JOB: Edit the items from the line containing "query (the phrase naming what to segment): woman's" through the end of the items, replacing "whole pixels" with "integer pixels" and leaving everything else unchanged. Return only those lines.

Contour labeling entries
....

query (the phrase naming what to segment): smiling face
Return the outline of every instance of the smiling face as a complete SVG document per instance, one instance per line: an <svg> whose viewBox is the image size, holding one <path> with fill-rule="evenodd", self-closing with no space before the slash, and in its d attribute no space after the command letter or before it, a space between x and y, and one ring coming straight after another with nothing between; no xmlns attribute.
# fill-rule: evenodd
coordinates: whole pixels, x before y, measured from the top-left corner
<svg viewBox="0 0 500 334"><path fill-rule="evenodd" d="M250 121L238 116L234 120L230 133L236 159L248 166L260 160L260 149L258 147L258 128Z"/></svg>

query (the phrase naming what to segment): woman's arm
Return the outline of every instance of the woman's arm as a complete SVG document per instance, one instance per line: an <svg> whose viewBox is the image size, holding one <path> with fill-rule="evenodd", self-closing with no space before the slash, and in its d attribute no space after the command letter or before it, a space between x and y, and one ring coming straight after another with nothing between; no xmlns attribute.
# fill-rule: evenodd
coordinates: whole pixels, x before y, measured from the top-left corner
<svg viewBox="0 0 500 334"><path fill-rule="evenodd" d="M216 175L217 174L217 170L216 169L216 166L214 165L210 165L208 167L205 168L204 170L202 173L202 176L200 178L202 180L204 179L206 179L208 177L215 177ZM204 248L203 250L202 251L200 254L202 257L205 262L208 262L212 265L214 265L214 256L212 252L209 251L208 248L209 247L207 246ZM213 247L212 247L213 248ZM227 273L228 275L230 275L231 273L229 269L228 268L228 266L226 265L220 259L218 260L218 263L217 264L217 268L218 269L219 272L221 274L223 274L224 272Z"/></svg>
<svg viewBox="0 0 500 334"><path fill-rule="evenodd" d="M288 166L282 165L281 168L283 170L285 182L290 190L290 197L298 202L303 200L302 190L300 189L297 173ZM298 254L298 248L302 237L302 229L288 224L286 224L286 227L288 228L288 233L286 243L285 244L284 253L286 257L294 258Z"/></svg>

....

REPLY TO THE TASK:
query (the phrase naming what to segment): woman's arm
Return the outline of every instance of the woman's arm as a complete SVG document per instance, one instance per line: an <svg> whose viewBox is the image size, holding one <path> with fill-rule="evenodd", self-closing with no space before the slash, and in its d attribute no space after the command letter or before it, a space between x and y, and one ring coming straight after another with nothing between; no xmlns attribute.
# fill-rule: evenodd
coordinates: integer pixels, x before y, measured from the top-left corner
<svg viewBox="0 0 500 334"><path fill-rule="evenodd" d="M216 175L217 174L217 170L216 169L216 166L214 165L210 165L208 167L205 168L204 170L202 173L202 176L200 178L202 180L204 179L206 179L208 177L215 177ZM204 248L203 250L202 251L200 254L202 257L205 262L208 262L212 265L214 265L214 256L212 252L209 251L208 248L209 247L207 246ZM213 247L212 247L213 248ZM227 273L228 275L230 275L231 273L229 269L228 268L228 266L226 265L220 259L218 260L218 263L217 264L217 268L218 269L219 272L221 274L223 274L224 272Z"/></svg>
<svg viewBox="0 0 500 334"><path fill-rule="evenodd" d="M288 166L282 165L281 168L283 170L285 182L290 190L290 197L298 202L303 200L302 190L300 189L297 173ZM298 254L298 248L302 237L302 229L288 224L286 224L286 227L288 228L288 233L286 243L285 244L284 253L286 257L294 258Z"/></svg>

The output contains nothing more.